(Natural language region descriptions)
^^^^^^^^

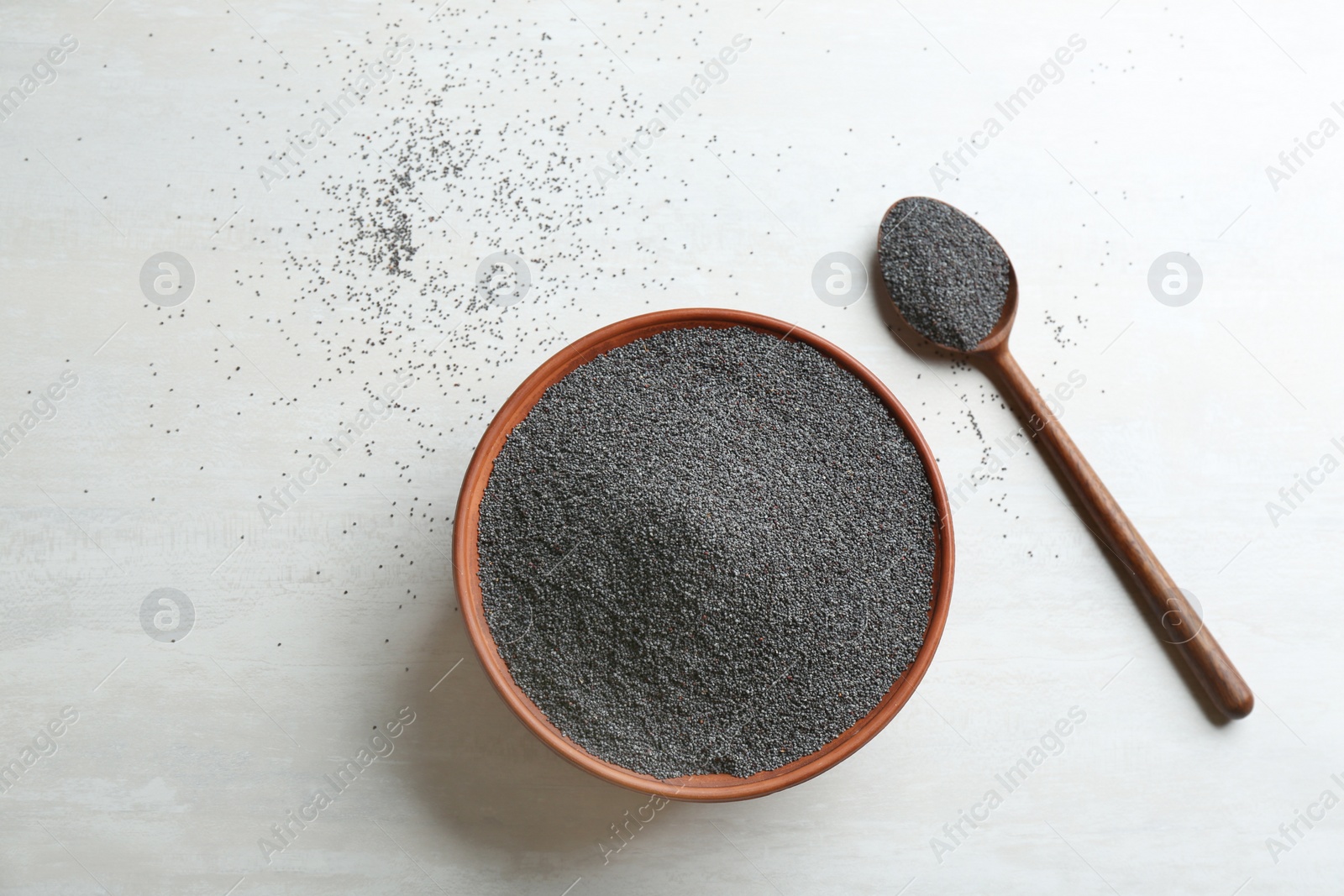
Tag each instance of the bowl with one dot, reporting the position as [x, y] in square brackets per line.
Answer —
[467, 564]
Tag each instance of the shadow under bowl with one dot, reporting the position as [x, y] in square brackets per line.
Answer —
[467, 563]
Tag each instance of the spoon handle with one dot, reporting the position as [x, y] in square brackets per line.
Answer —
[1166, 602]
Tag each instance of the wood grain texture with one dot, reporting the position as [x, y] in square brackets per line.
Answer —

^^^^^^^^

### Exercise prompt
Skipping any pictures, copy the entries exactly as they appear.

### Answer
Tag each instance of the bowl with one dot, reporting the position as [x, y] in square brackets per line.
Answer —
[467, 564]
Tag each instance of the shadow under bowl with one dot, reporting the position as [x, y] in square brackets per line.
Answer —
[467, 563]
Tag each instance of the spoon handle with one dot, reporting the position as [x, y] in square brackets per line.
Answer —
[1166, 602]
Tag each instance of the wood grain texture with one dot, reporting the position as [x, y] in square brackets per line.
Answer —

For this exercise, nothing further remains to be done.